§ Énoncé 1
Répondez à ces questions sur la page consacrée à Joseph :
(a) Dans quelle position Dieu mit-il Joseph ?
(b) De quoi Joseph jouissait-il surtout avec reconnaissance ?
(c) D'après la dernière phrase, que Dieu répand-il sur le travail des chrétiens ?

§ Page
:::

Telle était la foi de Joseph, il faisait
de son mieux et Dieu naturellement ne trompa pas
son attente. Il le mit dans une position propre
à faire valoir ses forces et ses aptitudes.
Joseph, de son côté, savait qu’un
croyant doit faire tous ses efforts pour
développer ses facultés dans la place
ou il se trouve, que les circonstances de sa vie
soient ou non conformes à ses goûts.
S’il se fut borné à gémir
et à se lamenter sur les impies qui
l’entouraient, s’il avait accompli son
devoir avec aigreur parce qu’il y était
obligé, et dans la mesure seulement ou il y
était obligé, il se serait
enfoncé dans le bourbier et aurait
contribué à alourdir
l’atmosphère paludéenne qui
régnait autour de lui. Longtemps avant que
le Seigneur eut dit : "", Joseph suivait ce
précepte, jouissant avec reconnaissance des
biens mis sur sa route, et surtout de la confiance
que lui témoignait son maître. Il ne
s’écriait pas sans cesse entre deux
soupirs : "À quoi bon ces faveurs, je
n’en suis pas moins esclave !" Il
n’était en rien semblable à ces
saints aigris qui ne cessent de chanter des
complaintes sur la corruption du monde, qui
méprisent tout ce qui se fait sur la terre
uniquement parce que cela est terrestre, qui
croient montrer leur piété en disant
qu’ils sont sous le joug. Non, les
chrétiens ne sont pas des chattemites ;
comme Joseph, ils font l’oeuvre qui leur est
assignée avec entrain, amour et
enthousiasme, et ils savent par expérience
que, dans ces conditions, Dieu répand sur
leur travail la paix et la joie.

:::

§ Lignes fournies
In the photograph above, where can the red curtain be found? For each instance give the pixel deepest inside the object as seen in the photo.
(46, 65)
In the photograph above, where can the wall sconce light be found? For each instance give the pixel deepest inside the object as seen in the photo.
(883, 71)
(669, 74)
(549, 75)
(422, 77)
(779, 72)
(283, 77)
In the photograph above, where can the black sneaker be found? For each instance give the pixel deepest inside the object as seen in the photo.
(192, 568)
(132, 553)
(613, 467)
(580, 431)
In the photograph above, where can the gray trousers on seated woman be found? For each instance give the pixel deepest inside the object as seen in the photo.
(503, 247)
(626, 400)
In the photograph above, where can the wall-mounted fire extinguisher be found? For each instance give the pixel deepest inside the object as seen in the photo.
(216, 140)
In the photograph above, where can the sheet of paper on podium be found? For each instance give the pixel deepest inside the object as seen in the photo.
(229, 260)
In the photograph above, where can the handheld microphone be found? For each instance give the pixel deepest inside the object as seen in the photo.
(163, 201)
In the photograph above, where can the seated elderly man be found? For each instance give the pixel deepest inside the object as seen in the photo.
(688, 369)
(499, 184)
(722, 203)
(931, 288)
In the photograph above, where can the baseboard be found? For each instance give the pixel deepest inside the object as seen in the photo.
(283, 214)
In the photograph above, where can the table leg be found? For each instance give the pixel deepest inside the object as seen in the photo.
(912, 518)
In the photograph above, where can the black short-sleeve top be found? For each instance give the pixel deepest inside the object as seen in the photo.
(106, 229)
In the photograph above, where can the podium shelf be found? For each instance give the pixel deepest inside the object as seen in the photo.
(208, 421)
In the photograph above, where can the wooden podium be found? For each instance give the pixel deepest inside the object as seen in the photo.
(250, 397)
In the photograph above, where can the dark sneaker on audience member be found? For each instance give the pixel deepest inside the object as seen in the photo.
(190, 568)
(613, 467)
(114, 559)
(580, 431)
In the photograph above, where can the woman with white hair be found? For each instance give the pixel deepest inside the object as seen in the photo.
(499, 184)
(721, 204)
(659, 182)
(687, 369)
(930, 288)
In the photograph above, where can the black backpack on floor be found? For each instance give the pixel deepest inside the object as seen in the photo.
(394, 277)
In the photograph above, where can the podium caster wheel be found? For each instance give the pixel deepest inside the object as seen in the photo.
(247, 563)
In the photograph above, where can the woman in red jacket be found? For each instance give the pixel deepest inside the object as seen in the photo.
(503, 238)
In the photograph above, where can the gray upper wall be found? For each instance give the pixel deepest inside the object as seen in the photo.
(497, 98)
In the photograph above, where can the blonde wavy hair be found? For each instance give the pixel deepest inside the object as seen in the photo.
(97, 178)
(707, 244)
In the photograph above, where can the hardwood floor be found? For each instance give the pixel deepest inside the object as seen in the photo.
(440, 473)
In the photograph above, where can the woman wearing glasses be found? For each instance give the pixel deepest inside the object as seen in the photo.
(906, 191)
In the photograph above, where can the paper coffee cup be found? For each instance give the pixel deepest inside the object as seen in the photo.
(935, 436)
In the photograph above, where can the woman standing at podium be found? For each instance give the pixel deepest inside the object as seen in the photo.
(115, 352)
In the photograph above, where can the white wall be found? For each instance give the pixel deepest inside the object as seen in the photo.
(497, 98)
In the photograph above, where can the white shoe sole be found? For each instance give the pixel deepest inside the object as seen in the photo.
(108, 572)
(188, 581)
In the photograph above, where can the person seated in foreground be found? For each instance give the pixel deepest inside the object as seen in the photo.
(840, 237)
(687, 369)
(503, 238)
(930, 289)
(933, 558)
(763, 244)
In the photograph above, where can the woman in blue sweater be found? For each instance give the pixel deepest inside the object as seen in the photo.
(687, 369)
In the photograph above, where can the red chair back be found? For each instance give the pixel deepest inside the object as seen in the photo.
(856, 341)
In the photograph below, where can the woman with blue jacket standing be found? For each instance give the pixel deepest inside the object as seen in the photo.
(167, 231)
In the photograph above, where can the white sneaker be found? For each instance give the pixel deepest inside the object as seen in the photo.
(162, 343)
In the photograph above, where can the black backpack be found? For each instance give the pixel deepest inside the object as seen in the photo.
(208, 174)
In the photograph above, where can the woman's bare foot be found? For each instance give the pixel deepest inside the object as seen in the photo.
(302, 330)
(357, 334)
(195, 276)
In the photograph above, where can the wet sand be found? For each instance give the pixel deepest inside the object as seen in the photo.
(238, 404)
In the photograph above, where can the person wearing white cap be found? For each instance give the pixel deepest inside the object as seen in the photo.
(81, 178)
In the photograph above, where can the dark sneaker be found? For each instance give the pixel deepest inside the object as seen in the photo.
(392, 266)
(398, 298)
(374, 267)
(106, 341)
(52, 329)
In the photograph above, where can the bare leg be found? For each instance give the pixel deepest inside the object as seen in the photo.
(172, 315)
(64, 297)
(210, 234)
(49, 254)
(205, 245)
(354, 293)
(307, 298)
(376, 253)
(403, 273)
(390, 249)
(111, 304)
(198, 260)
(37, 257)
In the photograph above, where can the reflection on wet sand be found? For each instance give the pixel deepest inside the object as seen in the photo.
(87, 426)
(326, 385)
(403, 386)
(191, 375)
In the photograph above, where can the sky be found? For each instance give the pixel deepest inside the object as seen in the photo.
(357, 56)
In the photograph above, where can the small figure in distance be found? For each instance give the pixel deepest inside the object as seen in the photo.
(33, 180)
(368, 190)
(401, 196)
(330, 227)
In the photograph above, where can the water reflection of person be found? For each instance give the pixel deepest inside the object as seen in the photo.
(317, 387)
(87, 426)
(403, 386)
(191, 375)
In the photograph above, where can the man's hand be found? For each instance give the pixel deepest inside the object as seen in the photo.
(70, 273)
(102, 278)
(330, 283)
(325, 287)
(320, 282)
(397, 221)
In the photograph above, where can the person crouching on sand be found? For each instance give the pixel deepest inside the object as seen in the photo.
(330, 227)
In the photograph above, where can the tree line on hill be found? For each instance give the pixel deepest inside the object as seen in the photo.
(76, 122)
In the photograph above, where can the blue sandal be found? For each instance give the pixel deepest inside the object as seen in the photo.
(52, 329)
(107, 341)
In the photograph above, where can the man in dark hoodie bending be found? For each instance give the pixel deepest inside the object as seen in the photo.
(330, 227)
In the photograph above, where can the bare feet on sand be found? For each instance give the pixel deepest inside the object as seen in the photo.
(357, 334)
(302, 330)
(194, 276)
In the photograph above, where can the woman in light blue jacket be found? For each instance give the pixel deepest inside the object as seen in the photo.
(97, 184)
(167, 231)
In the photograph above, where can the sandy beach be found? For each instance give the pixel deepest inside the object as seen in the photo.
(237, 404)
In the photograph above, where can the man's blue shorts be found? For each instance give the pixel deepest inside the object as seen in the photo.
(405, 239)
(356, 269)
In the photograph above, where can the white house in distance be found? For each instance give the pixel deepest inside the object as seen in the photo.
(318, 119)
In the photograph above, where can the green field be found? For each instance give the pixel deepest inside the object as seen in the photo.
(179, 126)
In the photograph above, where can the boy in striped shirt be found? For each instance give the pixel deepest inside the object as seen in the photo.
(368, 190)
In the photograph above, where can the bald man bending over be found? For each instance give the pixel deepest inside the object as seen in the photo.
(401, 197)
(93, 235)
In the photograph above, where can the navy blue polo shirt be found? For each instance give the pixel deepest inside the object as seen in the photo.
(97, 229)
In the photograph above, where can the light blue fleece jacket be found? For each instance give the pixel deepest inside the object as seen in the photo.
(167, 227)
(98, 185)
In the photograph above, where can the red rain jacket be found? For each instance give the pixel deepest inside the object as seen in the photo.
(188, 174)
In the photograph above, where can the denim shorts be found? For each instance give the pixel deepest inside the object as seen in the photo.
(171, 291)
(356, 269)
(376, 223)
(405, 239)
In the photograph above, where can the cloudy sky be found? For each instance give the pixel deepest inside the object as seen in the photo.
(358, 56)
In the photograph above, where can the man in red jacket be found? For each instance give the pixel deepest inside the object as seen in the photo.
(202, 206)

:::

§ Énoncé 2
Recopiez, s'il vous plaît, les lignes fournies depuis celle qui contient « In the photograph above, where can the man in red » jusqu'à la dernière incluse, en substituant « red coat » à « red jacket » et sans rien modifier d'autre.

§ Solution rédigée 1
(a) Dans une position propre à faire valoir ses forces et ses aptitudes.
(b) De la confiance que lui témoignait son maître.
(c) La paix et la joie.

§ Solution rédigée 2
In the photograph above, where can the man in red coat be found? For each instance give the pixel deepest inside the object as seen in the photo.
(202, 206)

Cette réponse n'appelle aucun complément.